Pick out and copy every line in the entries below that contains the word "closet". Case counts when matching.

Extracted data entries
>> start

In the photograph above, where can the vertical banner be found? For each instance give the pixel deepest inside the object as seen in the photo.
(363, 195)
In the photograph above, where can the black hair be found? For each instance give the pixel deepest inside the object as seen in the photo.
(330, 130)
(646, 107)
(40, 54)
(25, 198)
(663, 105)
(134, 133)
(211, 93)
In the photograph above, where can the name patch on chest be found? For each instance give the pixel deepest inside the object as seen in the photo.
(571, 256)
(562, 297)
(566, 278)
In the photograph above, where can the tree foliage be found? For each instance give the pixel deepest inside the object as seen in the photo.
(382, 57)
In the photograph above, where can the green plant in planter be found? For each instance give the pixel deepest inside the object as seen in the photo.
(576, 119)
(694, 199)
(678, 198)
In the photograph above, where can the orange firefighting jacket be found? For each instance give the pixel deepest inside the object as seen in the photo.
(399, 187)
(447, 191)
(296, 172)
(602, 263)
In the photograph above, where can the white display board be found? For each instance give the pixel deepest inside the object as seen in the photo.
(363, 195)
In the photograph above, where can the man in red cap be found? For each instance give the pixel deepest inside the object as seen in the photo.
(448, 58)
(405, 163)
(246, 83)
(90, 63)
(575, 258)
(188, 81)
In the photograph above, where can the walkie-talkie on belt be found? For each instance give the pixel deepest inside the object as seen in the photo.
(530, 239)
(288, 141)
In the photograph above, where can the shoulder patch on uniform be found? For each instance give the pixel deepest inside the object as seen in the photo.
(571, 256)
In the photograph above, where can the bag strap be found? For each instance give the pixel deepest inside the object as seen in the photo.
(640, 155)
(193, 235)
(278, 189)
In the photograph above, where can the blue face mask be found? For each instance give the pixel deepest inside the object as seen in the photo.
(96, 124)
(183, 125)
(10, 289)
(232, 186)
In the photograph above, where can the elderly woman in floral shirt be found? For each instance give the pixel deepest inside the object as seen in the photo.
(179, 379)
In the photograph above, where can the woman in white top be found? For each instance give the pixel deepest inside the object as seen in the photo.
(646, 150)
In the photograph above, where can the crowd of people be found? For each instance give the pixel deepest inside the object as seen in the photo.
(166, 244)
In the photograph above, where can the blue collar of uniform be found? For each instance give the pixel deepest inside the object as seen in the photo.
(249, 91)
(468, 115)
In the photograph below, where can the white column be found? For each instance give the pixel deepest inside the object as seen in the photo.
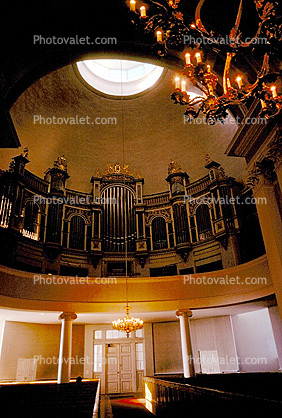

>> end
>> start

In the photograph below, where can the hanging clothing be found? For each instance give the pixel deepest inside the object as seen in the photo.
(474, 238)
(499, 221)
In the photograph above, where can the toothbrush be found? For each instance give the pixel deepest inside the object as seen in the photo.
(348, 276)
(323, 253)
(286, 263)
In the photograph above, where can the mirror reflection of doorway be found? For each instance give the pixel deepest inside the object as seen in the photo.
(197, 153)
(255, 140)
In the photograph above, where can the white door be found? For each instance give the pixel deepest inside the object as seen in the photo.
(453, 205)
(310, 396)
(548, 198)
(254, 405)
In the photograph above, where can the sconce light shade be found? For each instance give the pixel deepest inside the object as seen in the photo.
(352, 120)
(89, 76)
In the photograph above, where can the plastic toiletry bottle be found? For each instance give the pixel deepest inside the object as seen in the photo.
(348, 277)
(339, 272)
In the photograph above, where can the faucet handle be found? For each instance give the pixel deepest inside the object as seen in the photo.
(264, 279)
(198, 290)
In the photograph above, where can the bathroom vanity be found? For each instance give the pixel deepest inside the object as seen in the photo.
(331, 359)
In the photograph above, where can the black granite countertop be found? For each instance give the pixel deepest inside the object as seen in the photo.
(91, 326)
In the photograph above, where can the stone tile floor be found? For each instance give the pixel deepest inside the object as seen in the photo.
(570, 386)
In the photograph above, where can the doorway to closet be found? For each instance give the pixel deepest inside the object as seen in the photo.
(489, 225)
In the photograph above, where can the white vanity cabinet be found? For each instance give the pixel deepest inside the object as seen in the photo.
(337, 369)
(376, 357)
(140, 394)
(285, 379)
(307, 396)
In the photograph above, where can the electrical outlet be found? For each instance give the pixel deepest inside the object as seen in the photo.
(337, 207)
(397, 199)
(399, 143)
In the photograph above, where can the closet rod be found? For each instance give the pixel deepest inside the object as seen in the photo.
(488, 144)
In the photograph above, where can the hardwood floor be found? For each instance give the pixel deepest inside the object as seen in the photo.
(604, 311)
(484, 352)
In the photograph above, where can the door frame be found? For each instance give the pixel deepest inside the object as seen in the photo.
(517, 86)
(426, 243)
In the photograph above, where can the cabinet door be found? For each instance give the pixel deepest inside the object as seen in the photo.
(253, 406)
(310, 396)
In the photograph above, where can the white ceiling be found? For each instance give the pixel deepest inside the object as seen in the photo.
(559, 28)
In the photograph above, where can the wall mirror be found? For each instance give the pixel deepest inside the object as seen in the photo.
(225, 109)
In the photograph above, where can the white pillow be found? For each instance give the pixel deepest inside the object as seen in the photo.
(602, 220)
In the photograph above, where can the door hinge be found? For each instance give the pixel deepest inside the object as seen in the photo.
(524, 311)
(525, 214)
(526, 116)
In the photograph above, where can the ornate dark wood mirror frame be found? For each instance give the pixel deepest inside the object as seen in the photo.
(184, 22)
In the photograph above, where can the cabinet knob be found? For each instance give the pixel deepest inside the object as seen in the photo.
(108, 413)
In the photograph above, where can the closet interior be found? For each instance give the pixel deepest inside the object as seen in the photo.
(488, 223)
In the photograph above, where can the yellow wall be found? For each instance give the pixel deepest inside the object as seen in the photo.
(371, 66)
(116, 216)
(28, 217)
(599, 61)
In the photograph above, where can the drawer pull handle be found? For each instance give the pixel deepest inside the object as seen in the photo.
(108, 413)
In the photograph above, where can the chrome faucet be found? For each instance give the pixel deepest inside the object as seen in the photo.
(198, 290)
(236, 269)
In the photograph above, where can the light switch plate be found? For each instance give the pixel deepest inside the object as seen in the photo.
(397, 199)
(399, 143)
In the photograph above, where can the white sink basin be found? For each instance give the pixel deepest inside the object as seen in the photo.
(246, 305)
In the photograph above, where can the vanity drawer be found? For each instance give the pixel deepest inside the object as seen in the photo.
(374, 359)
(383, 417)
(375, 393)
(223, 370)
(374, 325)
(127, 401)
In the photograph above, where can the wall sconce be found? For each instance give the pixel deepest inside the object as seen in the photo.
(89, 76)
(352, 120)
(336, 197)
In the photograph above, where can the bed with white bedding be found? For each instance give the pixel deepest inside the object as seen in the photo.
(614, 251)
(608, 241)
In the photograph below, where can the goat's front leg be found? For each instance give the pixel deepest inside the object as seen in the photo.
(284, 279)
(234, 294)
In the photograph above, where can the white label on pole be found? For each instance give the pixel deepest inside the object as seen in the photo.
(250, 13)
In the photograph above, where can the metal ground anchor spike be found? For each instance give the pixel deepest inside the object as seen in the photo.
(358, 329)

>> end

# OUTPUT FOR THIS TASK
In the photograph above, where can the doorway to closet be found? For each instance give the pixel deepest inside the object as seen in the photo.
In the photograph above, where can the closet rod be found? For each instance give the pixel deepest inside the object as seen in the photo.
In the photograph above, where can the closet interior be found? For each instance give the pixel deepest inside the object as seen in the photo.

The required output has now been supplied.